Not that you need to hear it from me, but you will be remembered and missed.
The absurdist humor of my impending demise making the front page of hackernews and being debated by the denizens thereof is not lost on me.
Audio captchas don't work for people with hearing issues and/or who don't speak your n supported languages, where n is usually <10. I've had to help people out with these over the phone, it was not fun.
Even for people for whom they do work, it's worth keeping in mind that bots can solve them by now, and so users whose activity looks too fraudulent, who are still given access to the visual captchas, have to be blocked from using the audio ones. I have also seen this happen.
Text captchas are a non-option by now, they're very easy to solve with LLMs, and the way they have to be phrased makes it impossible to align LLMs not to solve them, like you can do with the visual ones.
Google's ReCaptcha can get away with having no actual challenge for most users, blind or otherwise, but that's because they're Google, they do enough user tracking that they don't actually need a captcha. Google is the only company that can get away with this, and even for them, it doesn't work in all situations, even when the user fully trusts Google and has not adjusted any privacy preferences.
Sure, you could stop using captchas entirely, if you're fine with receiving dozens of viagra ads on every single platform each day, abolishing all "contact us" and comment forms on the internet, having a significantly higher credit card fraud rate (which translates directly to higher prices and a much worse experience for consumers), and getting all your semi-public records and social media activity immediately scraped by shady companies and sold to anybody who expresses any interest. Unsurprisingly, most users are, in fact, not fine with this.

DATA:
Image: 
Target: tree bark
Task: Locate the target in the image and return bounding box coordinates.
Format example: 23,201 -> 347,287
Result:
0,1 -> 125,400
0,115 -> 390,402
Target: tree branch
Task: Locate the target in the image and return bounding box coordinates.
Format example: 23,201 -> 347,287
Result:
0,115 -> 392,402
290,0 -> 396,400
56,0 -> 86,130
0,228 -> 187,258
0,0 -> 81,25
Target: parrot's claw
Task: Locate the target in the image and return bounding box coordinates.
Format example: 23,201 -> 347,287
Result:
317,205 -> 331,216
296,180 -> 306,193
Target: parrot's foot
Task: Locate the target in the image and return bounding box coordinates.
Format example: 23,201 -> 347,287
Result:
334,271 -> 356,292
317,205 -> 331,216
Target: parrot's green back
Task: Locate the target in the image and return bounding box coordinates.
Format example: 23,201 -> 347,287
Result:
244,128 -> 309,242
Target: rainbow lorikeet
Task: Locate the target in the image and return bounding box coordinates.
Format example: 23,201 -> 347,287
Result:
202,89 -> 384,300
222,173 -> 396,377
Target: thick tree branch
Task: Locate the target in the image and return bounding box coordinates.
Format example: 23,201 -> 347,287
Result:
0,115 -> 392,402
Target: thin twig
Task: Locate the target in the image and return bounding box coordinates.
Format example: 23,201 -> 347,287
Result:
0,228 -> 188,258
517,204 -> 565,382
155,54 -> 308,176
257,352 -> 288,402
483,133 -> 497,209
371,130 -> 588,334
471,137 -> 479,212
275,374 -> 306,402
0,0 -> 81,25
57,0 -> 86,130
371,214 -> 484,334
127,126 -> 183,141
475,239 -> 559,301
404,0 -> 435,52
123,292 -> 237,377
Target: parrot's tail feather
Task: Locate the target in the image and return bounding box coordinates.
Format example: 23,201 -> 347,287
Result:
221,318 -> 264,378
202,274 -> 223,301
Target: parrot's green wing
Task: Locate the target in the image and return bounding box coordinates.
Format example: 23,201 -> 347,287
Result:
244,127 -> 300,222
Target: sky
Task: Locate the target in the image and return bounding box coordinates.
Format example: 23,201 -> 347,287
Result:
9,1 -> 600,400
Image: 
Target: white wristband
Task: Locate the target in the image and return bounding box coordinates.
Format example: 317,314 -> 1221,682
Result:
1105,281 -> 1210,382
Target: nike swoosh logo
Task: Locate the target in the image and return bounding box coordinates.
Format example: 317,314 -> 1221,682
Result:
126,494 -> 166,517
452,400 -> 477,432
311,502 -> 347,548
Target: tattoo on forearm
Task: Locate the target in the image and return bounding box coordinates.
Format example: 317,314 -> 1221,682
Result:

ASSIGNMENT: In the passage on captchas, list every consequence it names of stopping the use of captchas entirely.

SOLUTION:
- Receiving dozens of viagra ads on every single platform each day
- Abolishing all "contact us" and comment forms on the internet
- A significantly higher credit card fraud rate, which translates directly to higher prices and a much worse experience for consumers
- Getting all your semi-public records and social media activity immediately scraped by shady companies and sold to anybody who expresses any interest